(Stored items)
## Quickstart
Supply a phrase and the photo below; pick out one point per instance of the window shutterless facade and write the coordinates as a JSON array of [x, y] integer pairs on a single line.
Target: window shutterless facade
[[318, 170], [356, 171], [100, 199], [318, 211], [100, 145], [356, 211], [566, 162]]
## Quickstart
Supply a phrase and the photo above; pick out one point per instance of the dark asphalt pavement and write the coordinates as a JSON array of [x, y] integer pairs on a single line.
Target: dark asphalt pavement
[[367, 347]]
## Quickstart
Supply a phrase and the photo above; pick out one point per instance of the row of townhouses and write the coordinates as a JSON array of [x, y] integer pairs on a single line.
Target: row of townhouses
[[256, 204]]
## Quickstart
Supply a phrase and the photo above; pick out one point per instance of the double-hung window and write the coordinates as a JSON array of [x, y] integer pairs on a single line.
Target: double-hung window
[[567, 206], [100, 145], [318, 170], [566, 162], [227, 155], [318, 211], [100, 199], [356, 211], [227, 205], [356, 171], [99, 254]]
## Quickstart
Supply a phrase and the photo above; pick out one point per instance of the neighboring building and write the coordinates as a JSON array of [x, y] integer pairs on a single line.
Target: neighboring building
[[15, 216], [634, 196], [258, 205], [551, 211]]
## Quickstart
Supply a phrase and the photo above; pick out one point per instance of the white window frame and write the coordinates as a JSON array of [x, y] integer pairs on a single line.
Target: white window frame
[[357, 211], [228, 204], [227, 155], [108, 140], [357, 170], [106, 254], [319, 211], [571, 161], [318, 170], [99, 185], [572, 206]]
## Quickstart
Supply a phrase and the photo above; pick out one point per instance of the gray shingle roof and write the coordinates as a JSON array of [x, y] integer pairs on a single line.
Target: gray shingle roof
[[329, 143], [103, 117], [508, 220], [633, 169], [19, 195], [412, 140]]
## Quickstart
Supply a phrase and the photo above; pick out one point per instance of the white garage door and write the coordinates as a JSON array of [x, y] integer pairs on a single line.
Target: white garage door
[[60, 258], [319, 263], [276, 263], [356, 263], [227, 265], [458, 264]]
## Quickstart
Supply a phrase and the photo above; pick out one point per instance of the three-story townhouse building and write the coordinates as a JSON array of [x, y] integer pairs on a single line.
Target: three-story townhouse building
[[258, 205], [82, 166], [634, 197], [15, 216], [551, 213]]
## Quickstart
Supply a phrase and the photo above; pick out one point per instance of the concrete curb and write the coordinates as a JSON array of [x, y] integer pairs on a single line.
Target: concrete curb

» Task details: Format the lines from the very first one through the line containing "211], [566, 162]]" as a JSON list of strings. Each line gets its own string, with any blank lines left out.

» Response below:
[
  "## Quickstart",
  "Supply a phrase and the photo below; pick out one point per instance of the window shutterless facade and write the coordinates as a JSON array of [x, y] integer pairs on a single line.",
  "Target: window shutterless facade",
  "[[318, 170], [356, 171], [100, 199], [318, 211], [100, 145], [356, 211], [566, 162]]"
]